Document text>

____

The ALJ also addressed the extent to which the opinion is supported by the evidence, and the consistency of the opinion with the record as a whole. The ALJ noted that Dr. Hamill's diagnosis was based on plaintiff's subjective responses to his questions during the evaluation. PAGEID 67. The ALJ remarked that plaintiff never had a psychiatric hospitalization and "has not had the type of treatment one would expect for someone whose alleged symptoms include auditory hallucinations." PAGEID 72. The ALJ also noted that although plaintiff was forty-eight years old at the time of the hearing, she had only received substantive mental health treatment with a psychiatrist in the last two years despite her complaints of auditory hallucinations, and that prior to seeing Dr. Hamill, her mental health treatment consisted of taking various anti-depressant medications prescribed by her family physician. Id. The ALJ commented that "at least on one occasion, the claimant was more concerned about her weight than in alleviating her mental health symptoms. (EX B44F, pg 2)." Id.

After summarizing the opinion of Dr. Hamill concerning plaintiff's limitations, the ALJ stated:

I find that Dr. Hamill's opinion is not supported by the evidence in the record. Specifically, Dr. Hamill's opinion about the claimant's extreme limitation in the area of concentration, persistence, or pace contrasts sharply with the other evidence of record, especially the claimant's activities of daily living where she cares for at least five young grandchildren and an ailing daughter, which renders it less persuasive. In addition, ... Dr. Hamill almost exclusively relies on the claimant's subjective report of her symptoms and limitations. This is even more disconcerting because the claimant does not have a significant mental health treatment history despite her extreme allegations of auditory hallucinations. Also, the claimant admitted at hearing that she omits material information about her symptoms to Dr. Hamill for fear that he might change her medication. Lastly, while Dr. Hamill does have a treating relationship with the claimant, the treatment history has been brief and intermittent and primarily consists of medication management. I give Dr. Hamill's opinion little weight.
PAGEID 74-75.

In reviewing the ALJ's analysis of Dr. Hamill's opinion, the magistrate judge concluded:

The administrative law judge's analysis is sufficiently specific as to the weight given to Dr. Hamill's medical
opinion and the reasons for assigning that weight. Although the analysis of the individual factors may be succinct, it is clear that the administrative law judge considered each of the factors listed in 20 C.F.R. §§404.1527(c)(2)-(6) and 416.927(c)(2)-(6); a formulaic recitation of the factors is not required under the circumstances. See Friend v. Comm'r of Soc. Sec., 375 F. App'x 543, 551 (6th Cir. 2010)("If the ALJ's opinion permits the claimant and a reviewing court a clear understanding of the reasons for the weight given a treating physician's opinion, strict compliance with the rule may sometimes be excused."). Further, the administrative law judge's reasons for assigning "little weight" to Dr. Hamill's opinion are supported by substantial evidence.

____

Questions>
1. In the excerpt about Dr. Hamill's opinion, how many grandchildren does the ALJ say the claimant cares for?
2. Continue the excerpt about Dr. Hamill's opinion, picking up after its last sentence.

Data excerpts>

____

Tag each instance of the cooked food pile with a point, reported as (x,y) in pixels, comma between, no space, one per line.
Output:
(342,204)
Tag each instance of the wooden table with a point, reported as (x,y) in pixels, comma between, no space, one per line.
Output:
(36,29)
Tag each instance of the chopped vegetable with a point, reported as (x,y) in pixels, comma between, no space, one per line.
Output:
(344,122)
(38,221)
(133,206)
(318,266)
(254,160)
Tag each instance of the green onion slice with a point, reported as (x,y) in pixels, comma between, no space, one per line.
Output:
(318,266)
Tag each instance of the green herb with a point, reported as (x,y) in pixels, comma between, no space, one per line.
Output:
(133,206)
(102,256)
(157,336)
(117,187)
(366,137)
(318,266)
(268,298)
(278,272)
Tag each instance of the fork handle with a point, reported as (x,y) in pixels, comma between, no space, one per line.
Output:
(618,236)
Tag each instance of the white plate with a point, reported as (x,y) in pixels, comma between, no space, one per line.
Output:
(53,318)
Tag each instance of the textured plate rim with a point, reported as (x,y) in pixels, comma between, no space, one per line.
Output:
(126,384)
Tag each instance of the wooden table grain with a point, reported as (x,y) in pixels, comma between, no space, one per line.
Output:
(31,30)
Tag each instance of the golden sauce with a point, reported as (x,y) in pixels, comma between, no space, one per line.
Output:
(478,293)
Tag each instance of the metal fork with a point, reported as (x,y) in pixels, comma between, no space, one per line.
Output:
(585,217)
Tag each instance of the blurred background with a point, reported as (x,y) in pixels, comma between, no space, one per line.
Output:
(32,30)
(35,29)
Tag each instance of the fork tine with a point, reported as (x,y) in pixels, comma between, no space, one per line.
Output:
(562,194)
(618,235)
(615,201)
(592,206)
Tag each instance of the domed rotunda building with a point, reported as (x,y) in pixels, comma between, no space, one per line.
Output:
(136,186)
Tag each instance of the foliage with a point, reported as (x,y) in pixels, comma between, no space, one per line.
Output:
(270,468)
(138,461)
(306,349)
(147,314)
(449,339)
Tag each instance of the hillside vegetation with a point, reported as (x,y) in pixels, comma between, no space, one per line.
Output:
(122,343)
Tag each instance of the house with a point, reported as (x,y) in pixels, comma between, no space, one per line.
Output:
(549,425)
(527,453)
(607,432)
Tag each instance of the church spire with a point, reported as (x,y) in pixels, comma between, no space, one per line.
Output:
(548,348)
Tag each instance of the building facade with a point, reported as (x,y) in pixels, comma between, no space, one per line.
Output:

____

Expected outputs>
1. At least five young grandchildren.

2.
Because the administrative law judge correctly applied the standards of the treating physician rule to her evaluation of Dr. Hamill's opinions, and because substantial evidence supports her findings, the Court finds no error with the Commissioner's decision in this regard.
Doc. 20, pp. 17-18.

This court agrees with the magistrate judge's analysis and conclusion that the ALJ correctly applied the standards of the treating physician rule in evaluating Dr. Hamill's opinions. The ALJ cited "good reasons" for discounting Dr. Hamill's opinions and correctly applied the appropriate factors. The ALJ's decision sufficiently described the weight which the ALJ gave to Dr. Hamill's medical opinions and the reasons for that weight so as to permit an informed review by this court. In addition, this court concludes that the reasons the ALJ set forth for the weight she assigned to Dr. Hamill's opinion are supported by substantial evidence.

B. Listing 1.02A

Plaintiff also objects to the conclusion of the magistrate judge that the ALJ correctly determined that plaintiff does not meet the requirements of Listing 1.02. Plaintiff argues that the evidence as a whole supports her argument that she cannot walk a block at a reasonable pace on rough or uneven surfaces.

Listing 1.02 requires, under appropriate circumstances, a finding of disability based on a major dysfunction of a joint:

Major dysfunction of a joint(s) (due to any cause): Characterized by gross anatomical deformity (e.g., subluxation, contracture, bony or fibrous ankylosis, instability) and chronic joint pain and stiffness with signs of limitation of motion or other abnormal motion of the affected joint(s), and findings on appropriate medically acceptable imaging of joint space narrowing, bony destruction, or ankylosis of the affected joint(s). With: A. Involvement of one major peripheral weight-bearing joint (i.e., hip, knee, or ankle), resulting in inability to ambulate effectively, as defined in 1.00B2b[.]
20 C.F.R. Pt. 404, Subpt. P, Appx. 1, §1.02.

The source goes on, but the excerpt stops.